**WHAT THE EXERCISE ASKS**
Please render everything from the start of the lines down to the line containing "[458,243,476,273]" as a two-column CSV with headers input and output, one row for each of these lines giving its text and its answer. Put each field in double quotes and replace any line breaks inside it with spaces.

[Region annotation entries]
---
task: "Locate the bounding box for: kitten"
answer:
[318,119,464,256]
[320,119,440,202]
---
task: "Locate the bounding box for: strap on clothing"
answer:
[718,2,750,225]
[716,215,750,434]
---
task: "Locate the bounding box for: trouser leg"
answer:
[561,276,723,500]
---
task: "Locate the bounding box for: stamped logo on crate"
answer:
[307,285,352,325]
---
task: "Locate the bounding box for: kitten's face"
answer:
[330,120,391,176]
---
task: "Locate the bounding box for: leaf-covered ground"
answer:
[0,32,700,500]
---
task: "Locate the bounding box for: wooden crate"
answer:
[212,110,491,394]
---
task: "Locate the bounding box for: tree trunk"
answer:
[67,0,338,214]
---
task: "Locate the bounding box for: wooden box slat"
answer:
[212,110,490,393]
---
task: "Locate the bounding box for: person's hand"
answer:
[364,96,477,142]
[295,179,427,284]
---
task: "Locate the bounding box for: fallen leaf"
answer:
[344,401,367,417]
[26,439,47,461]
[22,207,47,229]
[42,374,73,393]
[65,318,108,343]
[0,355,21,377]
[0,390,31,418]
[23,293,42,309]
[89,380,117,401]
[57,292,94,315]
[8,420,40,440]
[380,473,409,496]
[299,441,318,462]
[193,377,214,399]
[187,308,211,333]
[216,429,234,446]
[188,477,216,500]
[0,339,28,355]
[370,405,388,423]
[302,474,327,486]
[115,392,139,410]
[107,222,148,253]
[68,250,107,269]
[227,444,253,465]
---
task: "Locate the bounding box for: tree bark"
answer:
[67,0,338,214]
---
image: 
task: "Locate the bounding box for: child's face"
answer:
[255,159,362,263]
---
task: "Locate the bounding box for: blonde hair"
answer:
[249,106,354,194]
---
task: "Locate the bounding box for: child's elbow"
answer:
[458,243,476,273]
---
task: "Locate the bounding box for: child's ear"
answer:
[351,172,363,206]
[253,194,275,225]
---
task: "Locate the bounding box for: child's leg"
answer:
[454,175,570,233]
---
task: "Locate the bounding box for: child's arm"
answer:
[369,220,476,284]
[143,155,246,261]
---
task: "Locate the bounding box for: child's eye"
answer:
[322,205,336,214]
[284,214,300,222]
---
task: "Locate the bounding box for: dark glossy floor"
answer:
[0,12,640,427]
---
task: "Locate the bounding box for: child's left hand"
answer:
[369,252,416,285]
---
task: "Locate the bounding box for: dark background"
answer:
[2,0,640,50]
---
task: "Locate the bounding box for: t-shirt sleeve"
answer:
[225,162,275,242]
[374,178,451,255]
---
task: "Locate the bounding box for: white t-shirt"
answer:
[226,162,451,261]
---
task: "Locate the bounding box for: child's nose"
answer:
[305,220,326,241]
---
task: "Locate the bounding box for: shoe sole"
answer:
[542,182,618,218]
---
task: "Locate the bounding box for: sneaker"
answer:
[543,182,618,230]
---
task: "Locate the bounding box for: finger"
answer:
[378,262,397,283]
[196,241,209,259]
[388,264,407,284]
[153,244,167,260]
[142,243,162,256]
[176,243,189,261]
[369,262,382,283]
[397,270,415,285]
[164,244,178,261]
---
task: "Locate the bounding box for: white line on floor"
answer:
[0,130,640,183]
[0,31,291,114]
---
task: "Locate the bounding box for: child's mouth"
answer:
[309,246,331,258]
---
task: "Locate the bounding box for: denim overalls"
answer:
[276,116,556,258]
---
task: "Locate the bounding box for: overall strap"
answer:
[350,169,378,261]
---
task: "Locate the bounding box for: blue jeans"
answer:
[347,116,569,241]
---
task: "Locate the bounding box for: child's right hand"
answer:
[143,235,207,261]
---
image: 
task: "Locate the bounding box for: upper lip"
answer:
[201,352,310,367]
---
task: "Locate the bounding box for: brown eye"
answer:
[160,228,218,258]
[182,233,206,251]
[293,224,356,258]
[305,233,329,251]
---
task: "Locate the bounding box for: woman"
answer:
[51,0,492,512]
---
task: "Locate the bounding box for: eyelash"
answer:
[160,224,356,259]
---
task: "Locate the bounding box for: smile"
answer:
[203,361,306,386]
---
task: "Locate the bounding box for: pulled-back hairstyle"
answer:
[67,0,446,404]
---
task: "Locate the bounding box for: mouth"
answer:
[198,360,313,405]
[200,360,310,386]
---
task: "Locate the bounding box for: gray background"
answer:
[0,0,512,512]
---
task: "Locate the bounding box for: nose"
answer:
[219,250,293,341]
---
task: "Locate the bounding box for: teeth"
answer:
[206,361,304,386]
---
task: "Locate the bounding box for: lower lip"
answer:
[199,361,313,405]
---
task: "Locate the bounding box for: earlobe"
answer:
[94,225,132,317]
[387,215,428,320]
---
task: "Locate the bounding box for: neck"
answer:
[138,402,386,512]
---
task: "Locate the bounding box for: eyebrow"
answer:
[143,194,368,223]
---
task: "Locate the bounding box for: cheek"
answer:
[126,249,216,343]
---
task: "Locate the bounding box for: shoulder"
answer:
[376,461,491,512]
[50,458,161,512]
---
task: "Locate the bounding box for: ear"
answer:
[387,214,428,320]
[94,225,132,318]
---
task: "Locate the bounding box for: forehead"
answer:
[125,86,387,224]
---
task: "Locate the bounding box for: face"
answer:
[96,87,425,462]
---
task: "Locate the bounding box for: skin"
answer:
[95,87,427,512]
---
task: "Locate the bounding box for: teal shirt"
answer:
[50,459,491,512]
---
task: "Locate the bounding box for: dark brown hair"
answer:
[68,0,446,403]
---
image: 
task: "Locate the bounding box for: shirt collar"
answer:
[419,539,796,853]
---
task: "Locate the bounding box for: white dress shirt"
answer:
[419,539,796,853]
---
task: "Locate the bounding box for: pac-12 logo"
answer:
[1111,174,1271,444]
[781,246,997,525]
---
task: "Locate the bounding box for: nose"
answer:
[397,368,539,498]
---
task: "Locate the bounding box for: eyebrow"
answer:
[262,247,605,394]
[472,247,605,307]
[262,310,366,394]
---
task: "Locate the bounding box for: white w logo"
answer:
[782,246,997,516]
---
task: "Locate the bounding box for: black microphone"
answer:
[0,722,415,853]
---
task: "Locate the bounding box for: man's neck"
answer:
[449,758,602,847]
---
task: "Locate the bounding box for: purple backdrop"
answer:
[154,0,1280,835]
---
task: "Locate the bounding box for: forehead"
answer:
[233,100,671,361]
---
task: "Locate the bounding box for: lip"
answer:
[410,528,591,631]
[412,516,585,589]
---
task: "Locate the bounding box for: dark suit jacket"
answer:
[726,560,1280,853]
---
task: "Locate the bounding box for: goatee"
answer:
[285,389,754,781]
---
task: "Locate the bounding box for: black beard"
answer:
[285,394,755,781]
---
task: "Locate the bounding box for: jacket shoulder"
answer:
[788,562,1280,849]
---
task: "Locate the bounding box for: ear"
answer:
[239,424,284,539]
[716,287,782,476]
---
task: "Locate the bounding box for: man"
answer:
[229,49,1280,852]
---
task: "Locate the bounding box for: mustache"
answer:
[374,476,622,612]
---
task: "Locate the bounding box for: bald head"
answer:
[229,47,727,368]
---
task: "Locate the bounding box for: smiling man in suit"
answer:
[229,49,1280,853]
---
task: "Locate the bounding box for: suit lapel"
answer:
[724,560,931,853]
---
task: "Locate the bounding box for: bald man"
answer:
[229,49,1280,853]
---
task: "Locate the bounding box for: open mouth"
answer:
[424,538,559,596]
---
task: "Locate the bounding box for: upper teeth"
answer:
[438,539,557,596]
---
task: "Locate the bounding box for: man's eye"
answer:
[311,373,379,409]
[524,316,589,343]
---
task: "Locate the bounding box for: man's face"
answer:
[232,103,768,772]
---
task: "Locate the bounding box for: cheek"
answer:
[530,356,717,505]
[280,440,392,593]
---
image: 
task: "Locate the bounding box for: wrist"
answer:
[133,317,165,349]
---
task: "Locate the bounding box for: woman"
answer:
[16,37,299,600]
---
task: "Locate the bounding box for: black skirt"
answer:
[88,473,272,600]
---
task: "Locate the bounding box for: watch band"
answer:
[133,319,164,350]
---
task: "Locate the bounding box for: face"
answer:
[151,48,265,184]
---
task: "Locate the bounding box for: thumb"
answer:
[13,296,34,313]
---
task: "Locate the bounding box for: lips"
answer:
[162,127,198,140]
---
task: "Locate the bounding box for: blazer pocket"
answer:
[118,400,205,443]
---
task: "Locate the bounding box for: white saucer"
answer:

**ANSWER TO THIS TASK**
input,output
"--- task: ""Locate the bounding box for: kitten"" answer:","[318,119,464,256] [320,119,440,202]"
"--- task: ""Locate the bounding box for: strap on clothing"" answer:","[718,2,750,225] [716,215,750,434]"
"--- task: ""Locate the bounding box for: trouser leg"" answer:","[561,276,723,500]"
"--- task: ""Locate the bounding box for: stamped logo on crate"" answer:","[307,285,352,325]"
"--- task: ""Locate the bounding box for: kitten's face"" answer:","[330,120,391,176]"
"--- task: ""Locate the bounding box for: leaf-covered ground"" answer:","[0,32,700,500]"
"--- task: ""Locate the bounding box for: wooden crate"" answer:","[212,110,491,394]"
"--- task: ""Locate the bounding box for: tree trunk"" answer:","[67,0,338,214]"
"--- task: ""Locate the bounding box for: wooden box slat"" answer:","[212,110,490,393]"
"--- task: ""Locate the bounding box for: person's hand"" answer:","[364,96,477,142] [295,179,427,284]"
"--- task: ""Locate the bounding box for: fallen leaf"" answer:","[344,401,367,417] [26,439,47,461] [22,207,47,229] [42,374,73,393] [65,318,108,343] [0,355,21,377] [0,390,31,418] [23,293,42,309] [89,380,117,401] [57,292,94,315] [8,420,40,440] [380,473,409,496] [299,441,318,462] [193,377,214,399] [187,308,211,333] [216,429,234,446] [188,477,216,500] [0,339,28,355] [370,405,388,423] [302,474,327,486] [115,392,139,410] [107,222,148,253] [68,250,107,269] [227,444,253,465]"
"--- task: ""Locate the bounding box for: tree bark"" answer:","[67,0,338,214]"
"--- image: task: ""Locate the bounding box for: child's face"" answer:","[255,159,362,263]"
"--- task: ""Locate the bounding box for: blonde hair"" answer:","[249,106,354,194]"
"--- task: ""Locate the bounding box for: child's elbow"" answer:","[458,243,476,273]"